*Problems and tasks*.
1 – Using the article on coronavirus areas of concern, decide whether each statement agrees with it: (a) Swindon's case rate rose from last week to this week; (b) Greencore has 2,100 workers; (c) Lucy Wightman is director of public health for Swindon borough. Answer yes or no for each and quote the deciding words.
2 – List every area that the article on coronavirus areas of concern names as an area of concern that could face a local lockdown.
3 – Retype the part of the article on coronavirus areas of concern that opens with the words containing "Swindon borough’s director" and closes with "in the town.".

*Document text*.
Segment Open

The ‘areas of concern’ at risk of local coronavirus lockdown
Public Health England’s latest COVID-19 surveillance report, released on Friday, has highlighted eight areas in England as areas of concern.
If the number of coronavirus cases in Swindon, Northampton, Newark and Sherwood, Oadby and Wigston, Sandwell, Wakefield, Bedford and Peterborough is not brought under control they could all face local lockdowns.
The case rate in Swindon has fallen from 46.8 cases per 100,000 people last week to 44.1 cases this week, according to the government watchlist table.
Swindon borough’s director of public health Steve Maddern said efforts to tackle the virus had been ramped up in the past week, with the focus on SN1 and SN2 postcode areas where the majority of new cases have been.
He said: “The government feels assured that at a local level we’re doing everything we could or should be doing to support our population and are giving us a bit of time to just allow those messages to embed in and see what the outcome is in relation to that.
“Our case rate is reducing, not as fast or as quick as we would like but it is going down.”
The town of Northampton is also under threat of localised restrictions after 300 workers at a sandwich factory tested positive for coronavirus this week.
Greencore, the UK's largest maker of pre-packed sandwiches, took the decision to start "proactively testing" its 2,100 workers as a result of a rise in cases in the town.
Lucy Wightman, director of public health at Northamptonshire County Council, said that 299 workers had so far tested positive.
By Friday 1,300 employees had been tested at the site - with fears that cases could increase by up to 100 as there are still between 300 and 400 tests yet to come back.
Last week, Northamptonshire's chief constable Nick Adderley said the town was "odds-on" for a second lockdown if locals continued to flout health guidelines.

Segment Closed

*Excerpted data*.
Segment Open

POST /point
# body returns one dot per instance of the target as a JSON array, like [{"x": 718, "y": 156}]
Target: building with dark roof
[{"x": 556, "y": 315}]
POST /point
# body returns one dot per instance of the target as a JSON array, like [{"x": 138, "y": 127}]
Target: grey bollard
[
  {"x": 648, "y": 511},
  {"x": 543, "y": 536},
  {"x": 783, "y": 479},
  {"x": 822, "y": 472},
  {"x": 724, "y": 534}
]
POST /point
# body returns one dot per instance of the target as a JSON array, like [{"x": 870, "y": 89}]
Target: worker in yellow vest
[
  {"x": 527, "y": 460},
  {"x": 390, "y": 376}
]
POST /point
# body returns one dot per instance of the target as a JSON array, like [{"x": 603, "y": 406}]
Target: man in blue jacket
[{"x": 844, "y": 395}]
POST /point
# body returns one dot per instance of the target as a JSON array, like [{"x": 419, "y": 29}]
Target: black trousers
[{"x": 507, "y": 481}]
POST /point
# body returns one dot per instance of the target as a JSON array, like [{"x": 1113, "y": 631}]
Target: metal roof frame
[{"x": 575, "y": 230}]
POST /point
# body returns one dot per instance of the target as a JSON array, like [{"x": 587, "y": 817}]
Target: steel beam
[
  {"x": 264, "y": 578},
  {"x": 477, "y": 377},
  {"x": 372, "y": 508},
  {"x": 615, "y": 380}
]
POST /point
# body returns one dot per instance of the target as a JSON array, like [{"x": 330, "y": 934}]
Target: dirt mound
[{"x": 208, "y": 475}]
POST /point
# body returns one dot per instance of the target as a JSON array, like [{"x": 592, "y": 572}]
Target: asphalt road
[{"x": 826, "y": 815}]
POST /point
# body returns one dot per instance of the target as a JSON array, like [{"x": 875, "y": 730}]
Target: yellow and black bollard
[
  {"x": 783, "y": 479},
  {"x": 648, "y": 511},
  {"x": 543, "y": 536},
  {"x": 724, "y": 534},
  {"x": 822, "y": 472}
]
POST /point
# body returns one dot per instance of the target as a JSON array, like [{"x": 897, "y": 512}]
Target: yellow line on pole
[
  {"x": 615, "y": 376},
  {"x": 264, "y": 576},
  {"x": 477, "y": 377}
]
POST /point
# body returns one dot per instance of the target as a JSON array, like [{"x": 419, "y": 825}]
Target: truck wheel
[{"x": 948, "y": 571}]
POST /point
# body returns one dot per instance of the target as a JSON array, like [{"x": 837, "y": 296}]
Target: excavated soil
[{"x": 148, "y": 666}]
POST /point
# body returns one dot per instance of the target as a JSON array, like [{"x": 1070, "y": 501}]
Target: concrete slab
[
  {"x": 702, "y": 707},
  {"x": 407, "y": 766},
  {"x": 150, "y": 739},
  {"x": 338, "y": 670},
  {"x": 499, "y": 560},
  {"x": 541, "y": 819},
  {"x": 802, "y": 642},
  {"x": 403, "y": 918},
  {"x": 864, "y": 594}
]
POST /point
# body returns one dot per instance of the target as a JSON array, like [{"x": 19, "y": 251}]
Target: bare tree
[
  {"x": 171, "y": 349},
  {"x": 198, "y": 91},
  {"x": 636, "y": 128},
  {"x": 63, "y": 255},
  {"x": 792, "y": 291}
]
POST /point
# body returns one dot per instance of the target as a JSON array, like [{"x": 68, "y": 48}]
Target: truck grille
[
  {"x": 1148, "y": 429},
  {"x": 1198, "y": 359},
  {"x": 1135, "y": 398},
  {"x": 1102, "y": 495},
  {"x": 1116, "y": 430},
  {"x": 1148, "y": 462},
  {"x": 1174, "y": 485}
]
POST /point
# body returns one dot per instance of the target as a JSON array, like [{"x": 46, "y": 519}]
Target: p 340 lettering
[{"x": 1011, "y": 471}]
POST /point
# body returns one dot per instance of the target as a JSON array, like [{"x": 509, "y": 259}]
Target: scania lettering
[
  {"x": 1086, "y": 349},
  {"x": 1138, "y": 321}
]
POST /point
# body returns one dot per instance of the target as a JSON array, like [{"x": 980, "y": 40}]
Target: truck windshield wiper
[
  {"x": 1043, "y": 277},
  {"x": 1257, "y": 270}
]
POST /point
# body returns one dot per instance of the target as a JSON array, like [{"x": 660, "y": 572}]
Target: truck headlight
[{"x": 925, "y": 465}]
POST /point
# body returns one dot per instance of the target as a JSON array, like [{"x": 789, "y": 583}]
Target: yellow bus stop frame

Segment Closed

*Task-by-task outputs*.
1 –
(a) No: "has fallen from 46.8 cases per 100,000 people last week to 44.1 cases this week"
(b) Yes: "its 2,100 workers"
(c) No: "Lucy Wightman, director of public health at Northamptonshire County Council"

2 – Swindon, Northampton, Newark and Sherwood, Oadby and Wigston, Sandwell, Wakefield, Bedford, Peterborough

3 –
Swindon borough’s director of public health Steve Maddern said efforts to tackle the virus had been ramped up in the past week, with the focus on SN1 and SN2 postcode areas where the majority of new cases have been.
He said: “The government feels assured that at a local level we’re doing everything we could or should be doing to support our population and are giving us a bit of time to just allow those messages to embed in and see what the outcome is in relation to that.
“Our case rate is reducing, not as fast or as quick as we would like but it is going down.”
The town of Northampton is also under threat of localised restrictions after 300 workers at a sandwich factory tested positive for coronavirus this week.
Greencore, the UK's largest maker of pre-packed sandwiches, took the decision to start "proactively testing" its 2,100 workers as a result of a rise in cases in the town.